Problem requirements:
Summarize the token filter documentation below in two sentences.

Quoted passage:
This Filter joins contiguous nouns. For example, ‘形態素解析器’ is splitted three noun tokens ‘形態素/解析/器’ by Tokenizer and then re-joined by this filter. Generated tokens are associated with the special part-of-speech tag ‘名詞,複合,*,*’

Added in version 0.3.4

apply(tokens: Iterator[Token]) Iterator[Token][source]
class janome.tokenfilter.ExtractAttributeFilter(att: str)[source]

Bases: TokenFilter

An ExtractAttributeFilter extracts a specified attribute of Token.

NOTES This filter must placed the last of token filter chain because return values are not tokens but strings.

Added in version 0.3.4

__init__(att: str)[source]

Initialize ExtractAttributeFilter object.

Parameters:

att – attribute name should be extraced from a token. valid values for att are ‘surface’, ‘part_of_speech’, ‘infl_type’, ‘infl_form’, ‘base_form’, ‘reading’ and ‘phonetic’.

apply(tokens: Iterator[Token]) Iterator[str][source]
class janome.tokenfilter.LowerCaseFilter[source]

Bases: TokenFilter

A LowerCaseFilter converts the surface and base_form of tokens to lowercase.

Added in version 0.3.4

apply(tokens: Iterator[Token]) Iterator[Token][source]
class janome.tokenfilter.POSKeepFilter(pos_list: List[str])[source]

Bases: TokenFilter

A POSKeepFilter keeps tokens associated with part-of-speech tags listed in the keep tags list and removes other tokens.

Tag matching rule is prefix-matching. e.g., if ‘動詞’ is given as a keep tag, ‘動詞,自立,*,*’ and ‘動詞,非自立,*,*’ (or so) are kept.

Added in version 0.3.4

__init__(pos_list: List[str])[source]

Initialize POSKeepFilter object.

Parameters:

pos_list – keep part-of-speech tags list.

apply(tokens: Iterator[Token]) Iterator[Token][source]
class janome.tokenfilter.POSStopFilter(pos_list: List[str])[source]

Bases: TokenFilter

A POSStopFilter removes tokens associated with part-of-speech tags listed in the stop tags list and keeps other tokens.

Tag matching rule is prefix-matching. e.g., if ‘動詞’ is given as a stop tag, ‘動詞,自立,*,*’ and ‘動詞,非自立,*,*’ (or so) are removed.

Added in version 0.3.4

__init__(pos_list: List[str])[source]

Initialize POSStopFilter object.

Parameters:

pos_list – stop part-of-speech tags list.

apply(tokens: Iterator[Token]) Iterator[Token][source]
class janome.tokenfilter.TokenCountFilter(att: str = 'surface', sorted: bool = False)[source]

Bases: TokenFilter

An TokenCountFilter counts word frequencies in the input text. Here, ‘word’ means an attribute of Token.

This filter generates word-frequency pairs. When sorted option is set to True, pairs are sorted in descending order of frequency.

NOTES This filter must placed the last of token filter chain because return values are not tokens but string-integer tuples.

Added in version 0.3.5

__init__(att: str = 'surface', sorted: bool = False)[source]

Initialize TokenCountFilter object.

Material shown:
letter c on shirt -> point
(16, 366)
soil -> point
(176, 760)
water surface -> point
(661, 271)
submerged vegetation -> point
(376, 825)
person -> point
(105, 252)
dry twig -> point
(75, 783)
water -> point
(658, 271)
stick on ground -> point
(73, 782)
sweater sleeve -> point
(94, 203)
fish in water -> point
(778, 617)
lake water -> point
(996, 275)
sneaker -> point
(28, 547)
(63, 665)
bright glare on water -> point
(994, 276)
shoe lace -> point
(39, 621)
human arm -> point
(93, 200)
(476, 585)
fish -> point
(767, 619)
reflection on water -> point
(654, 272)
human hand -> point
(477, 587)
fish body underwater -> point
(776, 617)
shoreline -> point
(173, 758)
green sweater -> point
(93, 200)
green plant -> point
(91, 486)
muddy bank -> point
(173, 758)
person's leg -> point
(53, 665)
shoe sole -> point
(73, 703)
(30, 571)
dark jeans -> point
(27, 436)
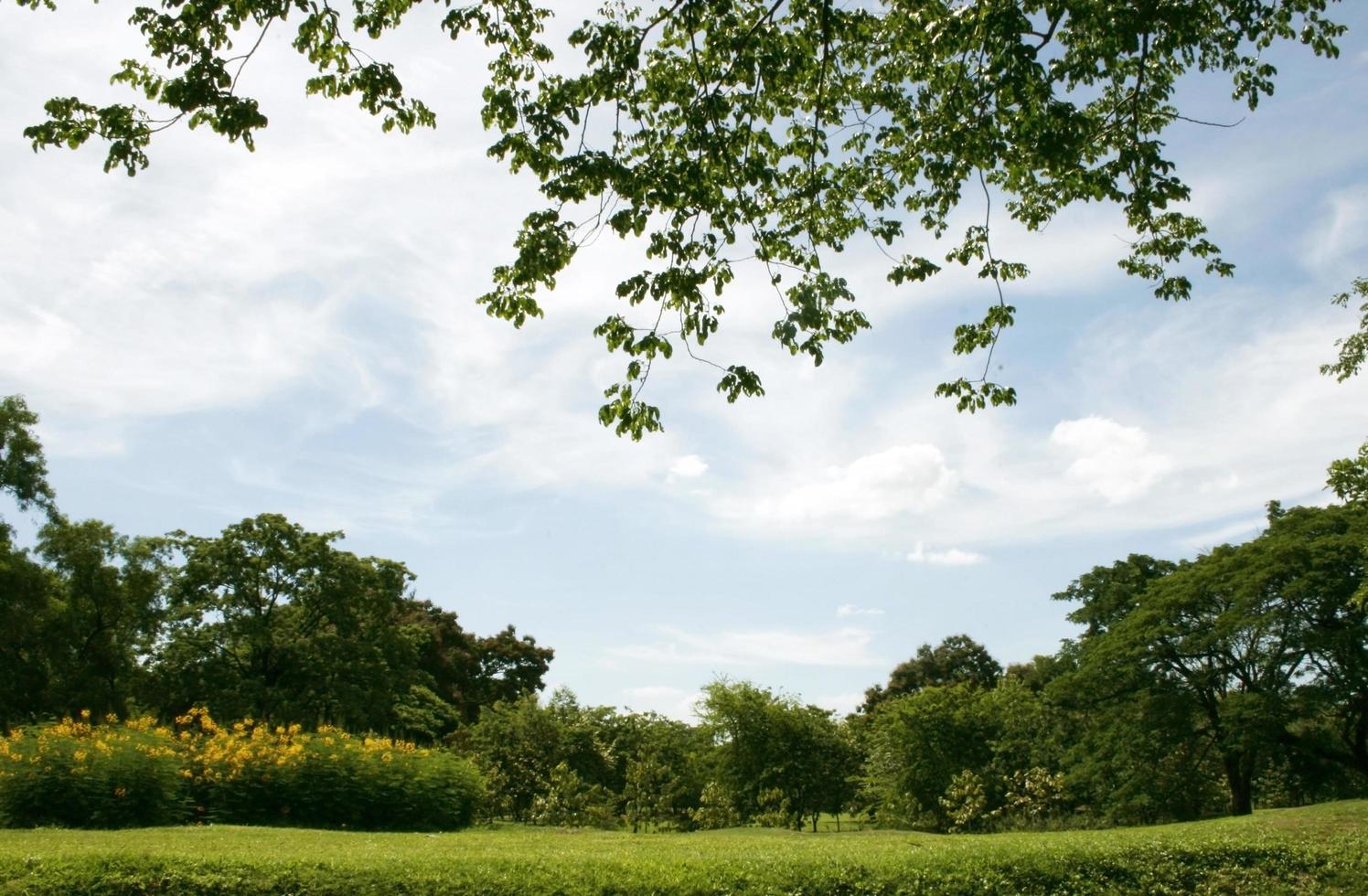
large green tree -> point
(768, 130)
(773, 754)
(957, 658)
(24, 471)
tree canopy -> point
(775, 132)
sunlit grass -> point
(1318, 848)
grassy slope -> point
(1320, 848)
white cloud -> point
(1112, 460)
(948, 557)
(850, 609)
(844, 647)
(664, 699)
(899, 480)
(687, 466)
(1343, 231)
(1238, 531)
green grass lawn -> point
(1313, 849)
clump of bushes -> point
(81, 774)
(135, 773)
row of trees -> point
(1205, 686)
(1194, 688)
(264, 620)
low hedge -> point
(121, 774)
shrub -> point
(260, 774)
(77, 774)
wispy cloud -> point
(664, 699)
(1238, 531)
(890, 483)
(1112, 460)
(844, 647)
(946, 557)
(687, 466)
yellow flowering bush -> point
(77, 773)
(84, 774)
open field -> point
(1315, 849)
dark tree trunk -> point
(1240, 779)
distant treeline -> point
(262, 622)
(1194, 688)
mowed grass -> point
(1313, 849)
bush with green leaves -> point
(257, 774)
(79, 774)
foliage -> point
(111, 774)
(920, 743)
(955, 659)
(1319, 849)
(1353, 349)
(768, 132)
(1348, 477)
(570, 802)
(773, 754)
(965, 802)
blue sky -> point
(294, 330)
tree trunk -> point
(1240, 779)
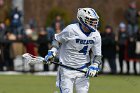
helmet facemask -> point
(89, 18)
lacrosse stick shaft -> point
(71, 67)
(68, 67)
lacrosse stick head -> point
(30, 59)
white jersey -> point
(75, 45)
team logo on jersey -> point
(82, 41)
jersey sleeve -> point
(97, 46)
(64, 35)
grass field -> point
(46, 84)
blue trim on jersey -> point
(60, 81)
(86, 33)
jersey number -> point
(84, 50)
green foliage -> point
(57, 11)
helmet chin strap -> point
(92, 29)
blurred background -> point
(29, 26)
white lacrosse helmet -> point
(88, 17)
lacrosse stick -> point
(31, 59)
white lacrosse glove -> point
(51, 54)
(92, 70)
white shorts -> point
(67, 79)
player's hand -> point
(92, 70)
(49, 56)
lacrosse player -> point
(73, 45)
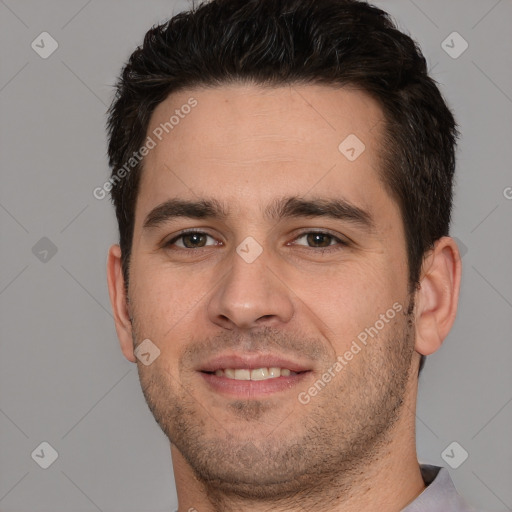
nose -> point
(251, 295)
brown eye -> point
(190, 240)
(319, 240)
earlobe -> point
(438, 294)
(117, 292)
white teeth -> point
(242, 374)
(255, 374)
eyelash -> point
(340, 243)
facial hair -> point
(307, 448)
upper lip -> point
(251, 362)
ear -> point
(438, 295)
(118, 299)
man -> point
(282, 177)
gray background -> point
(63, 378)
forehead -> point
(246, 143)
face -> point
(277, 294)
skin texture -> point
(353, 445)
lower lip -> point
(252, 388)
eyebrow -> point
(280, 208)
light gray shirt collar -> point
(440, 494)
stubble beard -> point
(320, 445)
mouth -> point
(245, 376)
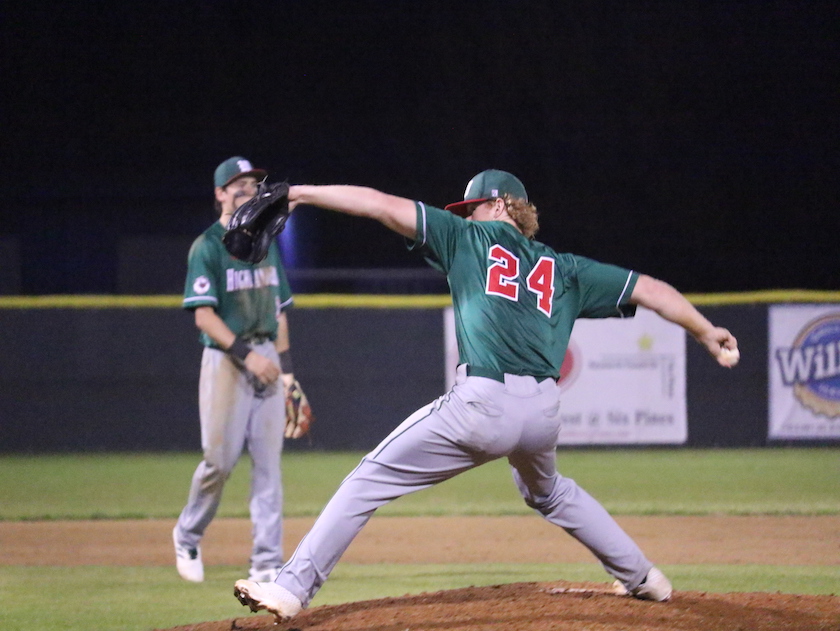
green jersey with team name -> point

Solved exercise:
The documentation describes several filters: one joins contiguous nouns under a special part-of-speech tag, LowerCaseFilter converts the surface and base_form of tokens to lowercase, and POSKeepFilter and POSStopFilter keep or remove tokens by part-of-speech tags using prefix matching. ExtractAttributeFilter returns a specified token attribute as strings and TokenCountFilter generates word-frequency pairs, so each of these two must be placed last in the token filter chain.